JAKARTA – Komisi III DPR RI menggelar Rapat Dengar Pendapat Umum (RDPU) dengan dua lembaga penting dalam sistem peradilan pidana, yaitu Lembaga Perlindungan Saksi dan Korban (LPSK) dan Perhimpunan Advokat Indonesia (Peradi), pada Selasa (17/06/2025). Rapat yang berlangsung di Kompleks Parlemen, Senayan, ini menjadi bagian dari tahapan penting dalam proses pembahasan Rancangan Undang-Undang Kitab Undang-Undang Hukum Acara Pidana (RUU KUHAP) yang tengah digodok oleh parlemen.
Ketua Komisi III, Habiburokhman, saat membuka rapat menyampaikan bahwa seluruh fraksi telah hadir, dan rapat dilangsungkan secara terbuka untuk umum.
“Menurut sekretariat, hampir semua fraksi sudah hadir. Saya mohon persetujuan, rapat hari ini kita nyatakan terbuka untuk umum,” ujar Habiburokhman.
RDPU ini menjadi forum bagi LPSK dan Peradi untuk menyampaikan pandangan dan masukan mereka terhadap draf revisi KUHAP. Keduanya diberikan waktu masing-masing 20 menit untuk menyampaikan secara lisan, namun diperbolehkan juga memberikan dokumen tertulis jika ada poin yang belum sempat disampaikan.
“Kalau memang terlalu banyak, disampaikan secara tertulis masukannya,” tambahnya.
Rapat ditargetkan selesai sebelum pukul 12.00 WIB, menunjukkan efektivitas waktu menjadi perhatian dalam diskusi yang berlangsung padat ini.
“Pokoknya kita selesai tidak selesai jam 12 ya, teman-teman,” tegas Habiburokhman.
Ketua LPSK Brigjen Pol (Purn) Achmadi menjadi pembicara pertama yang memberikan masukan terkait perlindungan terhadap korban dan saksi dalam konteks perubahan sistem hukum acara pidana. Partisipasi LPSK dinilai krusial karena memastikan sistem hukum tidak hanya berpihak pada pelaku, tetapi juga memberikan keadilan dan perlindungan bagi korban serta saksi.

Kumpulan Catatan:
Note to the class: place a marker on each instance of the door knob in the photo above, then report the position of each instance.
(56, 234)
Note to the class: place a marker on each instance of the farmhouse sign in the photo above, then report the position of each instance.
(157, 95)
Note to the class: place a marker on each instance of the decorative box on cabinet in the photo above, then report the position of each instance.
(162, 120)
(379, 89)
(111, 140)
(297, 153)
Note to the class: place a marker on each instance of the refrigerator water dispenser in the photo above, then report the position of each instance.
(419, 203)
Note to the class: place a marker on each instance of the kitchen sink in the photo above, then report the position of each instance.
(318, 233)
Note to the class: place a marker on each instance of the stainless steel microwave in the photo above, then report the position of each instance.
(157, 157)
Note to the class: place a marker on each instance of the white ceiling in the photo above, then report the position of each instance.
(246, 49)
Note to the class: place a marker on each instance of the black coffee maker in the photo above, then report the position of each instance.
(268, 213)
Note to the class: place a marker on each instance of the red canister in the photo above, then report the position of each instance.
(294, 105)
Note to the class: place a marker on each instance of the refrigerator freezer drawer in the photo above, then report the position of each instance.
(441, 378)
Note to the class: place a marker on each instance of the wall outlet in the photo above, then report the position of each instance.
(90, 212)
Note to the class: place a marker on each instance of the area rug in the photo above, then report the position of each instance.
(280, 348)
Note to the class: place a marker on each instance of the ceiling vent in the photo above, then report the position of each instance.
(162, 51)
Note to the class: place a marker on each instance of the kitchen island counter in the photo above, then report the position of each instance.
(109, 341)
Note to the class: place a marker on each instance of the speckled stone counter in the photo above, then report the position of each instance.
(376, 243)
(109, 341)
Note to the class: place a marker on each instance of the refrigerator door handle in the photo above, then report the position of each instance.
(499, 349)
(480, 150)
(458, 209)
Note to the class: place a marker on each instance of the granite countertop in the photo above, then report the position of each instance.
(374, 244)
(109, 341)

Isi Tugas: Tentukan apakah setiap pernyataan ini sesuai dengan kutipan tentang rapat pembahasan RUU KUHAP. Jawab ya atau tidak untuk masing-masing, lalu sertakan kata-kata penentu dari kutipan tanpa mengubahnya. 1. Rapat diadakan di Kompleks Parlemen, Senayan. 2. LPSK dan Peradi masing-masing mendapat waktu 30 menit untuk menyampaikan masukan secara lisan. 3. Ketua Peradi menjadi pembicara pertama dalam rapat itu. Catatan-catatan ini tidak ada hubungannya dengan kutipan.

Jawaban Benar:
1. Ya: "Rapat yang berlangsung di Kompleks Parlemen, Senayan"
2. Tidak: "Keduanya diberikan waktu masing-masing 20 menit untuk menyampaikan secara lisan"
3. Tidak: "Ketua LPSK Brigjen Pol (Purn) Achmadi menjadi pembicara pertama"